### Object point labels:
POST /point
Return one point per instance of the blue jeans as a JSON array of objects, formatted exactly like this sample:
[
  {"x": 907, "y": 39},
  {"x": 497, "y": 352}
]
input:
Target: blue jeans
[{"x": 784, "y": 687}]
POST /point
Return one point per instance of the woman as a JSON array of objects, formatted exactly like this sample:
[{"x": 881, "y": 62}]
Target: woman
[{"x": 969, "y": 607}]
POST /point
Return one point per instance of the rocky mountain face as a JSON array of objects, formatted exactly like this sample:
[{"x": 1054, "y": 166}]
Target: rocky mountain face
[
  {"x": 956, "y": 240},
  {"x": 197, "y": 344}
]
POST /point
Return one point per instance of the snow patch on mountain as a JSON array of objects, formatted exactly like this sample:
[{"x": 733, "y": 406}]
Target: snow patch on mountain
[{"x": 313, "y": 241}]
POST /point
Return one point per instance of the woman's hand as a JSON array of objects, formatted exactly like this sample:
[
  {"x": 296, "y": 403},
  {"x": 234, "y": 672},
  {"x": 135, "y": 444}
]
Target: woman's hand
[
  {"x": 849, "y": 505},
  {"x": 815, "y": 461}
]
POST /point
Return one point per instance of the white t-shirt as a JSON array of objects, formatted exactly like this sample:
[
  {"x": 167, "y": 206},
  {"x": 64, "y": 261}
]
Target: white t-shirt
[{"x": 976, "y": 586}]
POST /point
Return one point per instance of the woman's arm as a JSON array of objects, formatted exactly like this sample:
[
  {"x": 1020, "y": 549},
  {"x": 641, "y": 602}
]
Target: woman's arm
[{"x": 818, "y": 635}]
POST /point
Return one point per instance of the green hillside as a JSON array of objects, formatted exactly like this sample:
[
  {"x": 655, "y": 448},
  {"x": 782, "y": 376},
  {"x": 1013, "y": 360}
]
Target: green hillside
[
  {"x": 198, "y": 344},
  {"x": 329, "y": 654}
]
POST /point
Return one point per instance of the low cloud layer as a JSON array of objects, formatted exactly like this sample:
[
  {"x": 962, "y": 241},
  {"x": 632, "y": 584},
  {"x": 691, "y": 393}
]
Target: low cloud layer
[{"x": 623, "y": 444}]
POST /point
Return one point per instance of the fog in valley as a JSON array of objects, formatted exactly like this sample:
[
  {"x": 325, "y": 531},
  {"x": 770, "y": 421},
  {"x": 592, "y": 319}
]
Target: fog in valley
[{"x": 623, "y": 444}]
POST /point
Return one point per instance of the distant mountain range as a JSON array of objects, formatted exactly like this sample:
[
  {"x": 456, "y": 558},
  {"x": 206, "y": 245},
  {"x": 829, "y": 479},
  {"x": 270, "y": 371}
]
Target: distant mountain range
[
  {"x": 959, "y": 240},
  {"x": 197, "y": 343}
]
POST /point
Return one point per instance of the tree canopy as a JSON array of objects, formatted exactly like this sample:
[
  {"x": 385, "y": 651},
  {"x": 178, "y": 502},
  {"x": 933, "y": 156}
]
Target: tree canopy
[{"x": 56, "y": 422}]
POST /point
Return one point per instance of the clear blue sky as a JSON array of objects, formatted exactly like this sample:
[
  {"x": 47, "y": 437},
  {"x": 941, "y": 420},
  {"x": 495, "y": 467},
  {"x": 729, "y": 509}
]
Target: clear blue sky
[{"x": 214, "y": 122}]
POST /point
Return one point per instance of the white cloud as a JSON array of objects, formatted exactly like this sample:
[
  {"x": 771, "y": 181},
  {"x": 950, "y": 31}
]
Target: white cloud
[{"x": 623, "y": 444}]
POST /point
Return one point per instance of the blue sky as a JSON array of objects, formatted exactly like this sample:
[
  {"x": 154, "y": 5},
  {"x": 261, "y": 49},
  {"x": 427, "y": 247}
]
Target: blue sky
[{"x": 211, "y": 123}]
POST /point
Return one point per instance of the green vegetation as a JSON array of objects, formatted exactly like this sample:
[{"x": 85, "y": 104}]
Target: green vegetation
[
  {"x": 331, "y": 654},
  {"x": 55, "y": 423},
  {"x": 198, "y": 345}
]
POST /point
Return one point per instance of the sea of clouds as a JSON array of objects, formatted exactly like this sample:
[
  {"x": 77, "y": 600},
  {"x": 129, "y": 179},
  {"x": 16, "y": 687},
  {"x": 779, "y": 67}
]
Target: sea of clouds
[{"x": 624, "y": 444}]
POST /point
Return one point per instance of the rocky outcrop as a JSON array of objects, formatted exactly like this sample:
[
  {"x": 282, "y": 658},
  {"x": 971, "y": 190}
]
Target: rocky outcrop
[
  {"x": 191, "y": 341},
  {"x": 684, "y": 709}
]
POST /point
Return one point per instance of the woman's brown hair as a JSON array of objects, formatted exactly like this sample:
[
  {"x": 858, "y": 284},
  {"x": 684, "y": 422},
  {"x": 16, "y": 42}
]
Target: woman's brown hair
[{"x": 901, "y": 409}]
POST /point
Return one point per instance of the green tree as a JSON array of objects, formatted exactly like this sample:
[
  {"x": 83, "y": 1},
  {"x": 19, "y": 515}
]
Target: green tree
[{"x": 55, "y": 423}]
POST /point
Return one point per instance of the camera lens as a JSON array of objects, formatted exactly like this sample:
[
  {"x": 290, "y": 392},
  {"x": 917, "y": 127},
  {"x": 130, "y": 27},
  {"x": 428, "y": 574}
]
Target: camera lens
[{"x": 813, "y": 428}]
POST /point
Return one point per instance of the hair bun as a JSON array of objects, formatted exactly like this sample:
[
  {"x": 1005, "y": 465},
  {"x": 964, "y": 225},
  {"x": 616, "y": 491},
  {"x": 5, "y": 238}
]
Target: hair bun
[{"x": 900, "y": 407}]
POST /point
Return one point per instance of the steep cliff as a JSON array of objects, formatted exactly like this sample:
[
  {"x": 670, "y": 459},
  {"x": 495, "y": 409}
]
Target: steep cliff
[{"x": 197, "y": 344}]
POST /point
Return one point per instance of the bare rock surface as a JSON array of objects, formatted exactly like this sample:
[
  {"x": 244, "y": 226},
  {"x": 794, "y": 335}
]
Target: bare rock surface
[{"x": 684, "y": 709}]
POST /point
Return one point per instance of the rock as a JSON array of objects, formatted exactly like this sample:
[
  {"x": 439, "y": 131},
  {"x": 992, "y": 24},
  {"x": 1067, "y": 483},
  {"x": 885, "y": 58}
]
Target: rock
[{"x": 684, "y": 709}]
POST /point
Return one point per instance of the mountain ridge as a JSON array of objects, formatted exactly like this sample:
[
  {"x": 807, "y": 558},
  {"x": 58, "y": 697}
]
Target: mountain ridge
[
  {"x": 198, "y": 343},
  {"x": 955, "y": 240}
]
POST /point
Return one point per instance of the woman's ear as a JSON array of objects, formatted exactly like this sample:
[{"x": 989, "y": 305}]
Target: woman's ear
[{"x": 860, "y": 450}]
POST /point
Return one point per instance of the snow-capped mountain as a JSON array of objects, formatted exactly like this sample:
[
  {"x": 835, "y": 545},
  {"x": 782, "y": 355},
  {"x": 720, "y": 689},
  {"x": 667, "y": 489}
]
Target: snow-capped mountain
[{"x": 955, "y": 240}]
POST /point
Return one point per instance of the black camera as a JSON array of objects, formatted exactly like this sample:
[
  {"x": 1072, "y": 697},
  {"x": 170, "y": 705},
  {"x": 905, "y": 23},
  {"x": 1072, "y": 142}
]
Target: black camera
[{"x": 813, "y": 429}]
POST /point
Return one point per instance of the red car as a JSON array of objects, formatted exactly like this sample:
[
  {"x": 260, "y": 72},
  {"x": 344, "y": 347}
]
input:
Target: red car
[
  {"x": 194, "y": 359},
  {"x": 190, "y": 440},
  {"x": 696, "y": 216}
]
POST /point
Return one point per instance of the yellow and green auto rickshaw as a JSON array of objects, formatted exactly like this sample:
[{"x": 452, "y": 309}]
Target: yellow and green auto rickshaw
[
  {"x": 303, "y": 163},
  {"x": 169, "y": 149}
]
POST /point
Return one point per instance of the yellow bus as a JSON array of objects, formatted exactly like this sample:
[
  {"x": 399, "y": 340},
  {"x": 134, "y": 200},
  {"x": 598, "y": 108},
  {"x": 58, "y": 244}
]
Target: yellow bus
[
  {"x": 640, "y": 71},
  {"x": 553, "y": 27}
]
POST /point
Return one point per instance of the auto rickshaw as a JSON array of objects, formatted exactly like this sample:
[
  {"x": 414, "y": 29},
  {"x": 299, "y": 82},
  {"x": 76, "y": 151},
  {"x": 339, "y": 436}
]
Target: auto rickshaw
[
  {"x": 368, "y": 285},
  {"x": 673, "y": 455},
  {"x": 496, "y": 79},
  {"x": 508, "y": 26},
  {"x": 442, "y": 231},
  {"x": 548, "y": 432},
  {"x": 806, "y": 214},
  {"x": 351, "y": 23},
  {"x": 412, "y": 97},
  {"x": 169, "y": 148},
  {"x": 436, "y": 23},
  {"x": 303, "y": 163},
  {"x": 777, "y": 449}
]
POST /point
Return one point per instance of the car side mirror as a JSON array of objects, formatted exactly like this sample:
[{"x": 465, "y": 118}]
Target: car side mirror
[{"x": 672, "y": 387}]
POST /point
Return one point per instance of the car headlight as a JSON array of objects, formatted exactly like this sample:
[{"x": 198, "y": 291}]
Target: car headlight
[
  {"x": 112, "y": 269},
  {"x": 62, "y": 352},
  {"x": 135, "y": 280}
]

### PROBLEM DETAILS:
Tally the lines above that contain the string "green", matching case exactly, and give only the number.

### ANSWER:
8